• [EJERCICIO ESCRITO 1]:
Responda, según el texto sobre Isidro Lángara, a estas preguntas:
(a) ¿En qué club, aparte de algunos clubes vascos, había jugado Lángara?
(b) ¿Qué cantidad recibieron los jugadores de la selección de Euskadi como compensación?
(c) ¿Quién era el capitán y líder de aquel equipo?
• [EJERCICIO ESCRITO 2]:
Indique si cada afirmación concuerda con el texto sobre Isidro Lángara y justifique su respuesta con las palabras exactas del texto.
(a) La selección de Euskadi jugó en Praga antes de llegar a Rusia.
(b) Lángara combatió durante la guerra en el bando nacional.
(c) Lángara destacaba por ser un hombre muy hablador.
• [EJERCICIO ESCRITO 3]:
Retome el texto sobre Isidro Lángara y continúelo a partir de su última oración.

• [TEXTO DE LA PÁGINA]:
============================================================

A estas alturas, ya pocos desafectos a la fe dudan de que el
fútbol sea poco más que un juego. Así lo entienden en los palcos del siglo XXI,
donde los dirigentes de cualquier país se dan de codazos por hacerse una foto
victoriosa alzando algún trofeo con sus respectivos equipos entre sus asientos.
Y así lo entendieron ya pronto los sátrapas totalitarios, cuando un deporte aún
balbuciente en las dimensiones de su furibunda y gloriosa espectacularidad
futura, resultaba crucial a la hora de forjar identidades triunfalistas.
Para todo eso, Isidro Lángara fue un símbolo noble. Sin
quererlo también, pero así resultó y así se vio forzado a pagarlo: primero con
el exilio. Después con un olvido que hoy es necesario reparar. Más allá de
haber combatido durante la guerra en el bando republicano, Lángara, que ya
había jugado en el Oviedo además de en algunos clubes vascos en sus inicios,
aceptó formar parte de la selección de Euskadi y girar por Europa. Jugaron en
Praga, Marsella y Copenhague antes de llegar a Rusia alentando los ideales que
fueron finalmente derrotados, y recibieron 10.000 pesetas de compensación.
Tampoco es que él, políticamente, se significara mucho más
que Luis Regueiro, por ejemplo, el capitán y el líder de un equipo en el que
también se alineaban Guillermo Gorostiza, Txato Iraragorri, Sabino Aguirre,
Emilín Alonso... Pero su capacidad de arrastrar multitudes gracias a su juego y
a sus famosos latigazos, pese a ser discreto y hablar lo justo, le granjearon
todos los odios que más podían dañarle.

============================================================

• [DATOS PROPORCIONADOS]:
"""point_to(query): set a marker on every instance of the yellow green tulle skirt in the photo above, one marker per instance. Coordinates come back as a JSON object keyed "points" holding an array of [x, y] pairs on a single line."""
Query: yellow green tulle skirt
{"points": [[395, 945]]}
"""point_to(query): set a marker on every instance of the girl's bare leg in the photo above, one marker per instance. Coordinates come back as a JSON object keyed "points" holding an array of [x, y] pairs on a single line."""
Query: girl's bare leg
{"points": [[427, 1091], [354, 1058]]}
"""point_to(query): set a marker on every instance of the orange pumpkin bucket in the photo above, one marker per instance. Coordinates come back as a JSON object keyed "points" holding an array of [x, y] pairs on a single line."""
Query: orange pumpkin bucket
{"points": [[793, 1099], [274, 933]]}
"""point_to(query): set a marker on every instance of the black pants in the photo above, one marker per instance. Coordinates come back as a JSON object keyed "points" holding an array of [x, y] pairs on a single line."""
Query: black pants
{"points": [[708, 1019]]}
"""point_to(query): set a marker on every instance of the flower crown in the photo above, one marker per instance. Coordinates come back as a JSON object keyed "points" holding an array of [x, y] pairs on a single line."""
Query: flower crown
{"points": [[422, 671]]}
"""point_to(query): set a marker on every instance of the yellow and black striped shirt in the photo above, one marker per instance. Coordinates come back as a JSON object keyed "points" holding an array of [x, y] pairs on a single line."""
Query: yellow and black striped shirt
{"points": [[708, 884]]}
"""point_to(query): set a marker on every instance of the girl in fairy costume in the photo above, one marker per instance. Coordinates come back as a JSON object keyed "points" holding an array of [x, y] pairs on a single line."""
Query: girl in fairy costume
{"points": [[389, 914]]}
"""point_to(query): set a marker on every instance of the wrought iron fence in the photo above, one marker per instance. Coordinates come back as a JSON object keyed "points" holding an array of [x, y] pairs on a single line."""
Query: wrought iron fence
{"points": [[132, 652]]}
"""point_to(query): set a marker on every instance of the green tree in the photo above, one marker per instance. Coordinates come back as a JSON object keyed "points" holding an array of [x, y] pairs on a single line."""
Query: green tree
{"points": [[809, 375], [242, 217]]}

============================================================

• [RESPUESTA 1]:
(a) En el Oviedo.
(b) 10.000 pesetas.
(c) Luis Regueiro.

• [RESPUESTA 2]:
(a) Sí: «Jugaron en Praga, Marsella y Copenhague antes de llegar a Rusia».
(b) No: «haber combatido durante la guerra en el bando republicano».
(c) No: «pese a ser discreto y hablar lo justo».

• [RESPUESTA 3]:
Derrotada la República, el equipo siguió y varios decidieron
quedarse en el exilio. México fue su destino al principio, donde aquella
selección cambió el nombre por el de Club Deportivo Euskadi y disputó la Liga
del país hasta quedar en segundo lugar. Lángara ganó pocos títulos colectivos a
lo largo de su accidentada carrera —dos de ellos en México, un campeonato de
temporada y una copa—, pero sí batió todas las cifras. Sus casi 600 tantos
sirvieron para que haya sido el delantero con mayor promedio goleador en la
selección (17 en 12 partidos), además de lo ya mencionado.
Después de México recaló en Argentina. Concretamente, en el
San Lorenzo de Almagro, el equipo del papa Bergoglio. Allí cambió su número de
la suerte por el cuatro. Esas fueron las temporadas que jugó en el país
sudamericano, siempre en el mismo equipo, y cuatro fueron los goles que le
marcó al River Plate nada más desembarcar en Buenos Aires. Alfredo Di Stéfano
lo recuerda. Tuvo que sufrir la derrota de su equipo con 12 años y frotándose
los ojos en el campo.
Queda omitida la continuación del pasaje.